= Task material =

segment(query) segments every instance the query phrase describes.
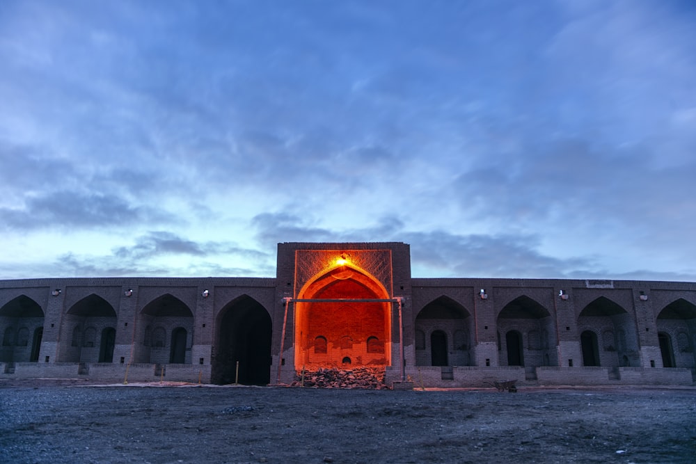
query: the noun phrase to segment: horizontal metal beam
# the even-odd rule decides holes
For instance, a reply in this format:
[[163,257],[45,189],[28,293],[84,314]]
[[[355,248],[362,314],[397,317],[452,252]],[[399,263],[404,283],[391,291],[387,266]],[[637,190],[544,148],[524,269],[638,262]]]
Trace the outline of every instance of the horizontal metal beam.
[[399,303],[397,298],[288,298],[288,303]]

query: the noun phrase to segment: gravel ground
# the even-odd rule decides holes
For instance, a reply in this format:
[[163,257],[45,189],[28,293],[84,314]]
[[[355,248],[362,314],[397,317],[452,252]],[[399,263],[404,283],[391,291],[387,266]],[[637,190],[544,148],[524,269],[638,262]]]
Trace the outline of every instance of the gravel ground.
[[696,390],[0,383],[3,463],[696,463]]

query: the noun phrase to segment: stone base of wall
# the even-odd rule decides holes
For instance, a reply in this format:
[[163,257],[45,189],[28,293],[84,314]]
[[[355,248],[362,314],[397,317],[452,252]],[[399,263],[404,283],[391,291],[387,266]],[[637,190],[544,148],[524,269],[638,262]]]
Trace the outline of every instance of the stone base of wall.
[[198,383],[200,381],[202,383],[208,383],[211,370],[210,365],[143,363],[129,365],[111,362],[15,362],[14,372],[8,367],[8,363],[0,363],[0,380],[61,378],[129,383],[161,380],[191,383]]
[[[492,387],[494,382],[508,381],[518,381],[519,385],[525,383],[525,369],[517,367],[450,367],[445,368],[445,372],[443,372],[443,368],[439,367],[408,366],[406,367],[406,381],[413,382],[416,389]],[[401,371],[397,367],[388,367],[385,383],[391,385],[400,381]]]
[[635,385],[690,385],[693,374],[681,367],[619,367],[622,382]]
[[[537,380],[525,380],[524,367],[406,367],[406,381],[413,388],[461,388],[492,387],[494,382],[516,381],[519,386],[543,385],[693,385],[691,369],[651,367],[556,367],[536,368]],[[385,383],[401,381],[401,371],[388,367]]]

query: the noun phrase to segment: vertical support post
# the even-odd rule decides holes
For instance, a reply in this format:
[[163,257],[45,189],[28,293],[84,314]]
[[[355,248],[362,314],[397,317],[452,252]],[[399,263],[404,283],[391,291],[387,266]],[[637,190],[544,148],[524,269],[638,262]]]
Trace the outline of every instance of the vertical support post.
[[278,378],[276,383],[280,383],[280,369],[283,367],[283,351],[285,346],[285,327],[287,326],[287,310],[290,306],[290,298],[286,296],[283,298],[283,301],[285,306],[285,315],[283,317],[283,332],[280,333],[280,351],[278,353]]
[[399,304],[399,364],[401,365],[401,381],[406,381],[406,366],[404,365],[404,319],[402,316],[401,298],[396,299]]

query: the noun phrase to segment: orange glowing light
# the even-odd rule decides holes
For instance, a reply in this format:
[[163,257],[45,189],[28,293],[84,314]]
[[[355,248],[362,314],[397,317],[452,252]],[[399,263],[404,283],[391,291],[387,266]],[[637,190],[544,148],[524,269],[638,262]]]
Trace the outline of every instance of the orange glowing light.
[[341,253],[341,255],[336,258],[336,264],[338,266],[345,266],[350,259],[350,255],[348,253]]

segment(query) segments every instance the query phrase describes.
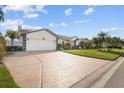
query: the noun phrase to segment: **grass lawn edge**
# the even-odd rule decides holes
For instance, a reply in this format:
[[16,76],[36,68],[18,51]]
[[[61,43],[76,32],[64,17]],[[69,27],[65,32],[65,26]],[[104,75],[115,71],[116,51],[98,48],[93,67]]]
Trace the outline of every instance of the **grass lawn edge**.
[[64,50],[62,50],[62,52],[77,55],[77,56],[81,56],[81,57],[89,57],[89,58],[96,58],[96,59],[109,60],[109,61],[115,61],[120,57],[120,55],[118,55],[118,57],[116,57],[114,59],[107,59],[107,58],[92,57],[92,56],[87,56],[87,55],[79,55],[79,54],[75,54],[75,53],[66,52]]

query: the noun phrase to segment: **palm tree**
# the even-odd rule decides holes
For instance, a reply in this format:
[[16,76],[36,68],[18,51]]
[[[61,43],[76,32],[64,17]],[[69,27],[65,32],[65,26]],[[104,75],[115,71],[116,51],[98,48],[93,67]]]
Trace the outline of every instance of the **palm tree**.
[[11,39],[11,46],[13,46],[14,39],[17,38],[17,35],[18,34],[17,34],[16,31],[8,30],[6,32],[6,35],[5,36],[8,36]]
[[107,32],[100,32],[98,33],[98,37],[101,39],[102,47],[105,45],[106,46],[106,38],[108,37]]
[[4,21],[4,13],[2,11],[2,9],[0,8],[0,22]]

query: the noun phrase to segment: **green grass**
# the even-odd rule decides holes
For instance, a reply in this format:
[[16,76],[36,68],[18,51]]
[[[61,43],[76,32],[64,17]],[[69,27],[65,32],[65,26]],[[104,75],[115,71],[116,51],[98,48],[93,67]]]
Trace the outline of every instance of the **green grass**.
[[101,58],[106,60],[114,60],[119,57],[118,54],[114,53],[106,53],[101,52],[96,49],[87,49],[87,50],[63,50],[64,52],[76,54],[80,56],[87,56],[87,57],[94,57],[94,58]]
[[112,52],[124,53],[124,49],[112,49]]
[[7,68],[0,64],[0,88],[17,88]]
[[[104,48],[104,49],[102,49],[102,51],[107,52],[108,49],[107,49],[107,48]],[[109,52],[113,52],[113,53],[124,53],[124,49],[113,48],[113,49],[111,49],[111,51],[109,51]]]

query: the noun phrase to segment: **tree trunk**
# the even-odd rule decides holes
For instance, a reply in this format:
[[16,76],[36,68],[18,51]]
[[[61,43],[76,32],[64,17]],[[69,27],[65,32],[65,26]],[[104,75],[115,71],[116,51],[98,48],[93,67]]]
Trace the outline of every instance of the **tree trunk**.
[[11,46],[13,46],[14,39],[11,39]]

= Problem details =
Can you retype all of the records above exactly, leaving the pictures out?

= Result for this task =
segment(query) segments every instance the query phrase describes.
query: the noun phrase to segment: horizontal metal beam
# the even-odd rule decides holes
For instance, a reply in this format:
[[163,257],[45,189],[28,293],[84,314]]
[[[355,248],[362,314],[397,317],[452,252]],[[399,263],[404,283],[391,291],[387,266]],[[637,190],[544,148],[524,269],[638,262]]]
Trace the outline of every instance of the horizontal metal beam.
[[399,303],[397,298],[288,298],[288,303]]

query: the noun phrase to segment: gravel ground
# the even-odd rule decides holes
For instance, a reply in this format:
[[163,257],[45,189],[28,293],[84,314]]
[[[355,248],[362,314],[397,317],[452,252]],[[399,263],[404,283],[391,291],[387,266]],[[637,190],[544,148],[524,269],[638,262]]]
Trace the outline of every instance of the gravel ground.
[[696,390],[0,383],[3,463],[696,463]]

query: the noun phrase to segment: stone base of wall
# the even-odd rule decides holes
For instance, a reply in this format:
[[163,257],[45,189],[28,293],[84,314]]
[[[355,248],[362,314],[397,317],[452,252]],[[399,263],[404,283],[391,291],[387,266]],[[637,190],[544,148],[524,269],[638,262]]]
Trace the outline of every instance of the stone base of wall.
[[198,383],[200,381],[202,383],[208,383],[211,370],[210,365],[143,363],[129,365],[111,362],[15,362],[14,372],[8,367],[8,363],[0,363],[0,380],[61,378],[129,383],[161,380],[191,383]]
[[[492,387],[494,382],[508,381],[518,381],[519,385],[525,383],[525,369],[517,367],[450,367],[445,368],[445,372],[443,372],[443,368],[439,367],[408,366],[406,367],[406,381],[413,382],[416,389]],[[401,371],[397,367],[388,367],[385,383],[391,385],[400,381]]]
[[635,385],[690,385],[693,374],[681,367],[619,367],[622,382]]
[[[537,380],[525,380],[524,367],[406,367],[406,381],[413,388],[461,388],[492,387],[494,382],[516,381],[519,386],[543,385],[693,385],[691,369],[651,367],[556,367],[536,368]],[[385,383],[401,381],[401,371],[388,367]]]

query: the noun phrase to segment: vertical support post
# the even-odd rule decides holes
For instance, a reply in this format:
[[163,257],[45,189],[28,293],[84,314]]
[[[355,248],[362,314],[397,317],[452,252]],[[399,263],[404,283],[391,291],[387,266]],[[637,190],[544,148],[524,269],[638,262]]]
Trace the outline of every instance of the vertical support post.
[[278,378],[276,383],[280,383],[280,369],[283,367],[283,351],[285,346],[285,327],[287,326],[287,310],[290,306],[290,298],[286,296],[283,298],[283,301],[285,306],[285,315],[283,317],[283,332],[280,333],[280,351],[278,353]]
[[399,304],[399,364],[401,365],[401,381],[406,381],[406,366],[404,365],[404,319],[402,316],[401,298],[396,299]]

query: the noun phrase to segment: orange glowing light
# the even-odd rule decides holes
For instance, a reply in this format:
[[163,257],[45,189],[28,293],[84,314]]
[[[355,248],[362,314],[397,317],[452,252]],[[399,263],[404,283],[391,291],[387,266]],[[637,190],[544,148],[524,269],[638,262]]]
Trace the outline of every instance of the orange glowing light.
[[341,253],[341,255],[336,258],[336,264],[338,266],[345,266],[350,259],[350,255],[348,253]]

segment(query) segments every instance the query phrase describes.
query: the noun phrase to segment: **grass lawn edge**
# the even-odd rule decides holes
For instance, a reply in this format:
[[16,76],[36,68],[18,51]]
[[[61,43],[76,32],[64,17]],[[69,27],[65,32],[65,26]],[[104,75],[115,71],[116,51],[98,48],[93,67]]]
Trace the outline of every instance of the **grass lawn edge**.
[[64,50],[62,50],[62,52],[77,55],[77,56],[81,56],[81,57],[89,57],[89,58],[96,58],[96,59],[109,60],[109,61],[115,61],[120,57],[120,55],[118,55],[118,57],[116,57],[114,59],[107,59],[107,58],[92,57],[92,56],[87,56],[87,55],[79,55],[79,54],[75,54],[75,53],[66,52]]

query: the noun phrase to segment: **palm tree**
# the even-odd rule decides holes
For instance, a reply in this format:
[[16,76],[36,68],[18,51]]
[[[61,43],[76,32],[64,17]],[[69,27],[65,32],[65,26]],[[104,75],[115,71],[116,51],[98,48],[93,67]]]
Trace the outline of every instance of the **palm tree**.
[[11,39],[11,46],[13,46],[14,39],[17,38],[17,35],[18,34],[17,34],[16,31],[8,30],[6,32],[6,35],[5,36],[8,36]]
[[107,32],[100,32],[98,33],[98,37],[101,39],[102,47],[105,45],[106,46],[106,38],[108,37]]
[[4,21],[4,13],[2,11],[2,9],[0,8],[0,22]]

query: the noun phrase to segment: **green grass**
# the even-odd rule decides holes
For instance, a reply in this format:
[[16,76],[36,68],[18,51]]
[[[61,43],[76,32],[64,17]],[[69,27],[65,32],[65,26]],[[104,75],[115,71],[116,51],[98,48],[93,67]]]
Trace the outline of every instance of the **green grass**.
[[101,58],[106,60],[114,60],[119,57],[118,54],[114,53],[106,53],[101,52],[96,49],[87,49],[87,50],[63,50],[64,52],[76,54],[80,56],[87,56],[87,57],[94,57],[94,58]]
[[112,52],[124,53],[124,49],[112,49]]
[[7,68],[0,64],[0,88],[17,88]]
[[[104,48],[104,49],[102,49],[102,51],[107,52],[108,49],[107,49],[107,48]],[[109,52],[113,52],[113,53],[124,53],[124,49],[113,48],[113,49],[111,49],[111,51],[109,51]]]

query: the noun phrase to segment: **tree trunk**
# the even-odd rule decides holes
For instance, a reply in this format:
[[16,76],[36,68],[18,51]]
[[[61,43],[76,32],[64,17]],[[69,27],[65,32],[65,26]],[[104,75],[115,71],[116,51],[98,48],[93,67]]]
Trace the outline of every instance of the **tree trunk**.
[[11,46],[13,46],[14,39],[11,39]]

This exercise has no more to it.